Exercise text START

Is Hyper-Cessationism a Fair Term? Part Two
I am encouraged by the amount of interest my article on hyper-cessationism has received. It has reinforced my suspicion that the Reformed world is hungry for warmer expressions of orthodoxy, and that our spark has been waiting for us all along in the original material of the 16th and 17th centuries. It has also confirmed that people are excited to admit that today’s presentation of cessationism can at best be described as stuffy and ahistorical, and at worst, deistic. Tim Challies linked my first article with the words, “I share many of his concerns with what he calls hyper-cessationism.” (link: https://www.challies.com/a-la-carte/weekend-a-la-carte-august-24-2024/) He isn’t alone.
Not surprisingly, the article also had its detractors. While I intentionally refrained from pointing fingers at any specific person or group in the first article, I do so here only as a way of responding to specific critics. I have no animosity towards my critics, and I appreciate that they are wanting to protect the sufficiency of Scripture. This is admirable and something I also hold dearly. Before we get into the specifics, the crux of my argument is this: the version of cessationism that is in vogue today is stricter and more hardline than what the term historically meant, and thus, it merits the term “hyper-cessationism.”

Exercise text END

--- Task ---
Please check each of these statements against the hyper-cessationism article, answering yes or no and quoting the article's deciding words.
1. Tim Challies linked the author's first article.
2. The first article named specific people or groups.
3. The author holds that the cessationism popular today is stricter than the term's historical meaning.

Data extract START

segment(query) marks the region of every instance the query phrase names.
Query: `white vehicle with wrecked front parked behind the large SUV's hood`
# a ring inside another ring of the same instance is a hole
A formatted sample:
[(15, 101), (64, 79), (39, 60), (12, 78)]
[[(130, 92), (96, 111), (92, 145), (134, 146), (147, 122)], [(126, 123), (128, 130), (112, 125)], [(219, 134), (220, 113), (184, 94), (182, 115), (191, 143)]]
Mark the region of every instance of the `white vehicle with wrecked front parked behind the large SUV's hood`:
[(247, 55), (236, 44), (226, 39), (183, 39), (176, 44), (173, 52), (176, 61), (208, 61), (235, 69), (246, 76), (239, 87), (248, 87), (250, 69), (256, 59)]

Data extract END
Data extract START

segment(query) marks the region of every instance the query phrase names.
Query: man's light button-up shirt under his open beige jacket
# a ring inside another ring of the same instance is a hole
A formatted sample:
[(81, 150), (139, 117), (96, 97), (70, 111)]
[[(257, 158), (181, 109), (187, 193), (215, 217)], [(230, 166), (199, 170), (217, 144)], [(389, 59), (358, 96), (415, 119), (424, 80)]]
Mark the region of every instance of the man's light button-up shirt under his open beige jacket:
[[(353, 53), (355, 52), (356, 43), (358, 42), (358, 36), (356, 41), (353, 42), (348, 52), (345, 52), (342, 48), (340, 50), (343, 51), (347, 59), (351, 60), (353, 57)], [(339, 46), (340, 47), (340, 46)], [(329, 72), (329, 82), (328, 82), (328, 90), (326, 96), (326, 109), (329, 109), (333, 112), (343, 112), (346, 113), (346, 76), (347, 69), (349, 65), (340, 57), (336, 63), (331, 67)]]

Data extract END

--- Task solution ---
1. Yes: "Tim Challies linked my first article"
2. No: "I intentionally refrained from pointing fingers at any specific person or group in the first article"
3. Yes: "the version of cessationism that is in vogue today is stricter and more hardline than what the term historically meant"